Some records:
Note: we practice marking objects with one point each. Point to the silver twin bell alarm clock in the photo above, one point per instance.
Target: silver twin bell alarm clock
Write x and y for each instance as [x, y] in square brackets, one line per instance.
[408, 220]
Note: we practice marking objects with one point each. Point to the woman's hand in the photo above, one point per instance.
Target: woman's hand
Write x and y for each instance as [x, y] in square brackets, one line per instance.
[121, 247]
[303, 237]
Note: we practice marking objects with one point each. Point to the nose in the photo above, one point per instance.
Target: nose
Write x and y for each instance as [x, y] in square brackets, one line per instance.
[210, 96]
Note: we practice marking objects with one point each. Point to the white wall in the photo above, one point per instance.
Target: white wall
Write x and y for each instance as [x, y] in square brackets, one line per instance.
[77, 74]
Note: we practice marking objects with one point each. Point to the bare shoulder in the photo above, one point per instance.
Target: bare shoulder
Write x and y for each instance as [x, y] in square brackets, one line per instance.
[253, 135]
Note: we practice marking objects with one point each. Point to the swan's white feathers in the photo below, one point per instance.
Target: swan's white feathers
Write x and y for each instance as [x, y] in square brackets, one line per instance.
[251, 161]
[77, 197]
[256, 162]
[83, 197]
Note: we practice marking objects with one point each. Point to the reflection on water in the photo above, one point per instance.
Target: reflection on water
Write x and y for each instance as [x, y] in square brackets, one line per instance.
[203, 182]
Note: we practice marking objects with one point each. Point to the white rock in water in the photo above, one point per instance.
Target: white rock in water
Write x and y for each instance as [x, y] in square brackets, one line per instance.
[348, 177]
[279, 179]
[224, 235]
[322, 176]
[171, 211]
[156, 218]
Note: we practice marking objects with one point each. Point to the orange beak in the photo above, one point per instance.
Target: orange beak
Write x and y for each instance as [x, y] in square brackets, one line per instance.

* Challenge *
Show the data once more, exactly as it was written.

* Written answer *
Note: we practice marking objects with one point each. Point to the silver twin bell alarm clock in the photo above, one point per instance.
Target: silver twin bell alarm clock
Write x and y for each instance as [x, y] in square brackets, one line per instance.
[408, 220]
Note: we practice marking objects with one point each. Point to the woman's hand in the photo above, one point per instance.
Target: woman's hand
Write x and y for each instance as [x, y] in square brackets, one line per instance.
[121, 247]
[303, 237]
Note: we practice marking objects with one point each. Point to the nose in the photo above, one point per instance.
Target: nose
Write x and y for each instance as [x, y] in square brackets, one line per instance.
[210, 96]
Note: we practice marking objects with one point each. Point to the white wall in the photo above, one point per instance.
Target: white wall
Write x and y for each instance as [x, y] in square brackets, one line per instance.
[77, 74]
Note: we practice marking objects with one point each. Point to the bare shoulder in the photo above, one point per instance.
Target: bare shoulder
Write x and y for each instance as [x, y] in square brackets, one line per instance.
[253, 135]
Note: we practice marking objects with one point each. Point to the swan's white feathers in the photo below, one point per instance.
Target: swan's white feathers
Write x and y for each instance as [x, y] in square brackets, one line per instance.
[251, 161]
[77, 197]
[256, 162]
[83, 197]
Note: we practice marking objects with one point each. Point to the reflection on water in the photo above, one point per instance.
Target: reflection on water
Write x and y for each instance as [x, y] in square brackets, one line per instance.
[203, 182]
Note: we practice marking objects with one point each. Point to the white rock in water in the photo above, one point per instance.
Target: white rock in water
Write x and y for each instance as [x, y] in square brackets, one line per instance.
[348, 177]
[279, 179]
[224, 235]
[322, 176]
[171, 211]
[156, 218]
Note: we practice marking objects with one point each. Point to the orange beak in the photo above, one point per instance.
Target: orange beak
Write x and y for each instance as [x, y] in square brackets, one line per instance.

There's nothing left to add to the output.